* _Texte présenté_
------------------------------
Julie Gardiner Adams revit les souvenirs de sa rencontre avec Roger 
en écoutant la chanson Penny serenade. Dès lors, elle se souvient aussi 
du tremblement de terre qui lui fit perdre son enfant et le chagrin qui 
sépara le couple avant qu’ils n’adoptent une petite fille...
La Chanson du passé
 marque un tournant dans la filmographie de George Stevens. De ses 
débuts de directeur photo pour Laurel et Hardy ou Hal Roach à sa propre 
carrière de réalisateur, George Stevens était associé au divertissement 
bondissant quel que soit le genre abordé, du film d'aventures Gunga Din (1939) à la comédie musicale Sur les ailes de la danse (1936) en passant par la comédie romantique comme Mariage Incognito
 (1937). Sous la légèreté Stevens faisait montre d'une préoccupation 
sociale, d'une tendresse et sensibilité palpable pour ses personnages 
qui se manifesterait avec des œuvres plus personnelles comme les 
charmants La Justice des hommes (1942) et Plus on est de fous
 (1943). Néanmoins on situe le virage "sérieux" du réalisateur après 
1945 où engagé dans les services cinématographiques de l'armée 
américaine durant la Deuxième Guerre Mondiale, il fut marqué à vie 
lorsqu'il filma les images de la libération du camp de concentration de 
Dachau. Le divertissement pur n'aura plus cours dans la suite de sa 
filmographie, de l'épopée intime I remember Mama (1948) à la tragédie du célébré Une place au soleil (1951) où la transcendance héroïque (Shane (1953)), épique (Géant (1956) ou religieuse (La Plus Grande Histoire jamais contée (1965)). Pourtant tous ces éléments s'amorcent dans La Chanson du passé,
 un des premiers films réellement dramatiques de George Stevens. La 
narration en flashback et la vision délicate de l'amour parental de I remember Mama, le questionnement des institutions de La Justice des hommes et toute la noirceur à venir s'expriment déjà ici.
George
 Stevens se plait ici à confronter les personas filmiques de son couple 
vedette Cary Grant/Irene Dunne. La légèreté de Cary Grant se confronte à
 l'aura plus grave d'Irene Dunne qui, si elle se montrer assez 
extraordinaire dans le registre comique (la screwball comedy déjantée Theodora devient folle (1936)) est surtout célébrée pour ses grands rôles dans le mélodrame (Back Street (1933) et la première version du Secret Magnifique (1935) de John Stahl, Elle et lui
 (1939) de Leo McCarey). Si les flashbacks introduits par de superbes 
transitions musicales s'amorcent par le regard mélancolique d'Irene 
Dunne, le sentiment est plus fluctuant tout au long du récit. Le charme 
ahuri et maladroit de Cary Grant éclaire la gravité de sa partenaire 
lors de la magnifique scène de rencontre mais c'est cette même 
insouciance immature qui pèsera sur le couple. George Stevens en joue 
dans par sa mise en situation pour faire savourer la malice de Cary 
Grant (ce plan large où accapare l'attention d'Irene Dunne en lui 
apportant une pile de disque à écouter dans la boutique) où l'émotion 
d'Irene Dunne (ce gros plan sur son visage charmé et narquois quand elle
 saisit un autre subterfuge de séduction grossier).
------------------------------
* _Données extraites_
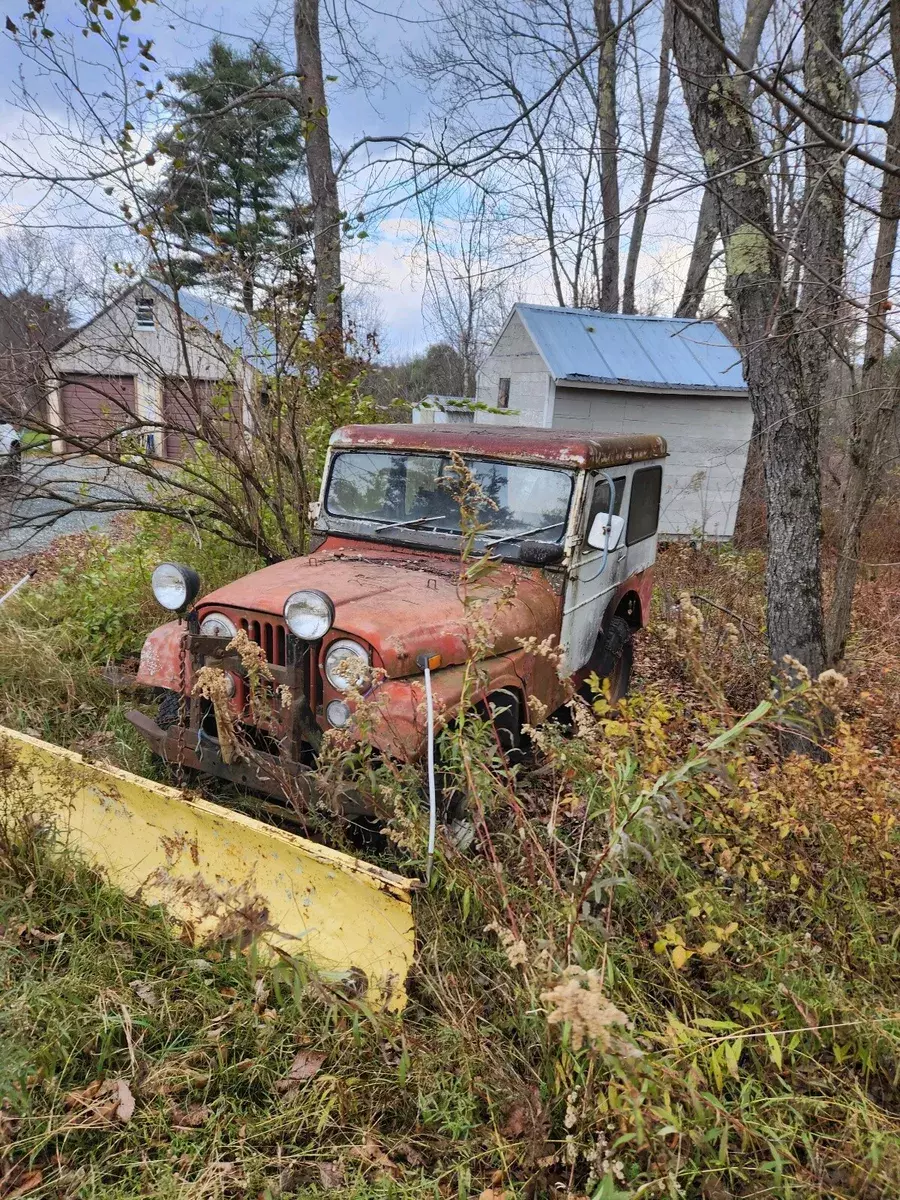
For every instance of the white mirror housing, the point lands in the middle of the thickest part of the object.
(597, 534)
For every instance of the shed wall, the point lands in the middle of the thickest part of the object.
(515, 358)
(707, 436)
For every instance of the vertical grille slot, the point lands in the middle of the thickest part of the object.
(270, 635)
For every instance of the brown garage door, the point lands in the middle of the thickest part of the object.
(96, 406)
(190, 405)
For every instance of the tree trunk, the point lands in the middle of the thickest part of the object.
(750, 520)
(767, 339)
(651, 162)
(707, 231)
(876, 401)
(609, 137)
(695, 286)
(327, 215)
(247, 295)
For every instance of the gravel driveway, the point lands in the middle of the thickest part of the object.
(53, 497)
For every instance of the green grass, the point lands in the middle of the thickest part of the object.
(719, 929)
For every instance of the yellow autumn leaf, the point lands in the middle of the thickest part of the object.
(679, 957)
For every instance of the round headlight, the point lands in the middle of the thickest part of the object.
(337, 714)
(309, 615)
(346, 664)
(216, 624)
(175, 586)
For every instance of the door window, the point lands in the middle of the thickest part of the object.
(600, 499)
(643, 509)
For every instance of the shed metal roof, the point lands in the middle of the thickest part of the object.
(252, 340)
(664, 353)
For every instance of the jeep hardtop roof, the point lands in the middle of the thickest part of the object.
(522, 443)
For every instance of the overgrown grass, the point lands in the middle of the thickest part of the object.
(667, 967)
(90, 607)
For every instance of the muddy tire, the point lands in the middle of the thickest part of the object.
(504, 711)
(613, 659)
(169, 712)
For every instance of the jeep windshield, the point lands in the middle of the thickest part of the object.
(419, 493)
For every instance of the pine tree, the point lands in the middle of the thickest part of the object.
(233, 163)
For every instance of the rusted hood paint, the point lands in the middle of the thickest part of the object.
(402, 604)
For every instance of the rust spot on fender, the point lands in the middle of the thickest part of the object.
(511, 443)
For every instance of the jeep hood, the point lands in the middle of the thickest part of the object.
(403, 604)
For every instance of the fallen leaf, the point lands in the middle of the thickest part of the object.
(515, 1123)
(306, 1063)
(25, 1183)
(190, 1119)
(144, 991)
(125, 1108)
(101, 1103)
(83, 1096)
(403, 1150)
(331, 1176)
(679, 957)
(372, 1153)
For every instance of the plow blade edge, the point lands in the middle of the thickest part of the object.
(221, 874)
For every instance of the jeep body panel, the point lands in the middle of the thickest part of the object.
(402, 593)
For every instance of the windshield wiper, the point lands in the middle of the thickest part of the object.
(408, 525)
(523, 533)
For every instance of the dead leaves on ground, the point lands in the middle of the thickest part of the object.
(101, 1103)
(18, 1181)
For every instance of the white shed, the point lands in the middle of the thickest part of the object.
(582, 370)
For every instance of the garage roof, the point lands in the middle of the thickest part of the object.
(522, 443)
(239, 331)
(664, 353)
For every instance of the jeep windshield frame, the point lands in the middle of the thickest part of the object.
(409, 497)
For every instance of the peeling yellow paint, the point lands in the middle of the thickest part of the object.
(221, 874)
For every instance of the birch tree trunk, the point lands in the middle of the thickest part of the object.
(707, 231)
(876, 401)
(609, 136)
(651, 162)
(321, 171)
(767, 339)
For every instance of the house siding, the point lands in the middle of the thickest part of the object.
(707, 436)
(514, 357)
(112, 345)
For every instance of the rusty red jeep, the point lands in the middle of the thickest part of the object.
(568, 520)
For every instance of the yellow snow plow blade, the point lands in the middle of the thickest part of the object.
(221, 874)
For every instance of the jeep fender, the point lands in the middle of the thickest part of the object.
(161, 659)
(397, 714)
(631, 599)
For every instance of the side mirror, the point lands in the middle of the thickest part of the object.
(539, 553)
(597, 534)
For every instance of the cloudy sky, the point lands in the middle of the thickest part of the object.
(383, 97)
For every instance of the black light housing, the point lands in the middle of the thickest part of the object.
(175, 586)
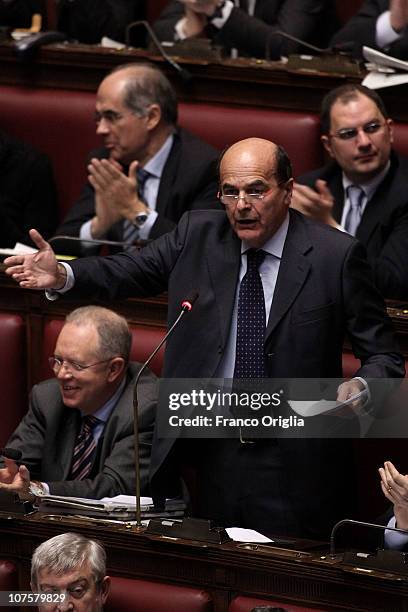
------------------------------
D'après le texte sur La Chanson du passé, quelles images George Stevens filma-t-il pendant la Deuxième Guerre mondiale, au point d'en être marqué à vie ?

* _Corrigé_
Les images de la libération du camp de concentration de Dachau.